「土の器」についての文章から、「ギリシャでは、朱色の地に黒の」から「11)というのも同じ意味だ。」までを、両端も含めて一字も変えずに書き出しなさい。

ページ抜粋 —
#####

ゼカリヤ書 8,16-17コリント第二 4,7-15

 ギリシャでは、朱色の地に黒の文様が描かれた独特の古代の陶器の破片が多く出土する。私の想像だが、パウロはコリントに滞在中、日常生活の中でそれらの焼き物を使い、時には床に落として壊したりもしたのではないか。そこから、弱さ・脆さを抱えた人間存在を「土の器」に譬えたのだろう。むろん、旧約聖書にも被造物の脆さを陶器に譬える伝統がある。「死ぬはずのこの身」(11)というのも同じ意味だ。

 先週、新潟県の中越地方を大地震が襲った。忍耐強い越後の人々がこれまで営々と築き上げてきた生活基盤は一挙に崩れた。人間は体だけでなく、その生活全般にわたって「土の器」のように脆いものだと痛感する。科学技術の粋を集めて建設された新幹線は脱線して使い物にならなくなり、道路は寸断され、山は崩れ、電気も水道もガスも止まった。他人事ではない。「明日はわが身」かもしれないのである。

 しかしパウロは、「だから駄目だ」とは言わない。我々はこの土の器に「宝を納めている」(7)と言う。「宝」とは、我々自身ではなく神から来る「並外れて偉大な力」のことである。それが、「土の器」のような我々の中にも働いている。

#####

データ抜粋 —
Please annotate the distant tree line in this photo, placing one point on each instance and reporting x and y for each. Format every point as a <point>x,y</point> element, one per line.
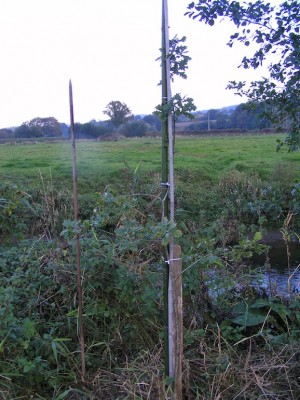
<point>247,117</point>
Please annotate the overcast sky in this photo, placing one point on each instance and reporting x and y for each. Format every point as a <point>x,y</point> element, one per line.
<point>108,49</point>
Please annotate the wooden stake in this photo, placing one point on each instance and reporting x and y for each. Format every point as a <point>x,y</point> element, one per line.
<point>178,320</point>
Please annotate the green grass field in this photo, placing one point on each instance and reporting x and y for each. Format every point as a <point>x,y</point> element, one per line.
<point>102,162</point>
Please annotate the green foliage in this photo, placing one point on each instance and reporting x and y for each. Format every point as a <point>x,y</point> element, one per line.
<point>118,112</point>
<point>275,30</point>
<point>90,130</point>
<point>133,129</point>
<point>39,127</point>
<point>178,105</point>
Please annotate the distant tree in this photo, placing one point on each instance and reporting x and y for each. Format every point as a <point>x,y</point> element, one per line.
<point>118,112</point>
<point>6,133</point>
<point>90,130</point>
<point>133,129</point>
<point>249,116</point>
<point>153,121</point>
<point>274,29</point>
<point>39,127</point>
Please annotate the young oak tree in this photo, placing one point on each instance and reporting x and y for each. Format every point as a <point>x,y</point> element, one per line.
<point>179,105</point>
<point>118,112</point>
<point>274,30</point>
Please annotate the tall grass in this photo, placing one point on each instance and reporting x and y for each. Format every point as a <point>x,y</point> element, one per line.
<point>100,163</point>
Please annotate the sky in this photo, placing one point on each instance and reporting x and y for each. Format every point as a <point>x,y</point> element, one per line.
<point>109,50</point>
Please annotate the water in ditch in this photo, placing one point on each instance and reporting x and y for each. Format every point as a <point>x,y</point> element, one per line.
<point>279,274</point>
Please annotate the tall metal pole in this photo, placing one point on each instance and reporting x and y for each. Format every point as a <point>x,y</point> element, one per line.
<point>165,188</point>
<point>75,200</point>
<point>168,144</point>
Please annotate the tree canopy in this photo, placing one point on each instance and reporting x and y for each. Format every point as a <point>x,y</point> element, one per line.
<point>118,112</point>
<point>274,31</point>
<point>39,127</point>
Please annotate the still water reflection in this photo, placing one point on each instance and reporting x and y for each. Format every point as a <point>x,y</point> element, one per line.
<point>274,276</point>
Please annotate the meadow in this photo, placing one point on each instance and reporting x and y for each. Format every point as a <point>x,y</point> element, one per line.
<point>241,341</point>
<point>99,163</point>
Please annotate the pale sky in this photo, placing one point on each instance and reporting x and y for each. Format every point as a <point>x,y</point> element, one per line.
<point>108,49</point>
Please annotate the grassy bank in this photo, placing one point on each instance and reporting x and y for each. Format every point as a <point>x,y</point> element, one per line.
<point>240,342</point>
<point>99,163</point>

#####

練習問題の解答 —
ギリシャでは、朱色の地に黒の文様が描かれた独特の古代の陶器の破片が多く出土する。私の想像だが、パウロはコリントに滞在中、日常生活の中でそれらの焼き物を使い、時には床に落として壊したりもしたのではないか。そこから、弱さ・脆さを抱えた人間存在を「土の器」に譬えたのだろう。むろん、旧約聖書にも被造物の脆さを陶器に譬える伝統がある。「死ぬはずのこの身」(11)というのも同じ意味だ。